• What is being asked:
Output each record in full, exactly as it stands.

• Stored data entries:
Start of Block
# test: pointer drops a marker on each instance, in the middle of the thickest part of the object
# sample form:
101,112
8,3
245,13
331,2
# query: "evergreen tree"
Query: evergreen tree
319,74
End of Block
• Output:
# test: pointer drops a marker on each instance, in the middle of the thickest part of the object
# sample form:
101,112
8,3
245,13
331,2
# query: "evergreen tree"
Query: evergreen tree
319,74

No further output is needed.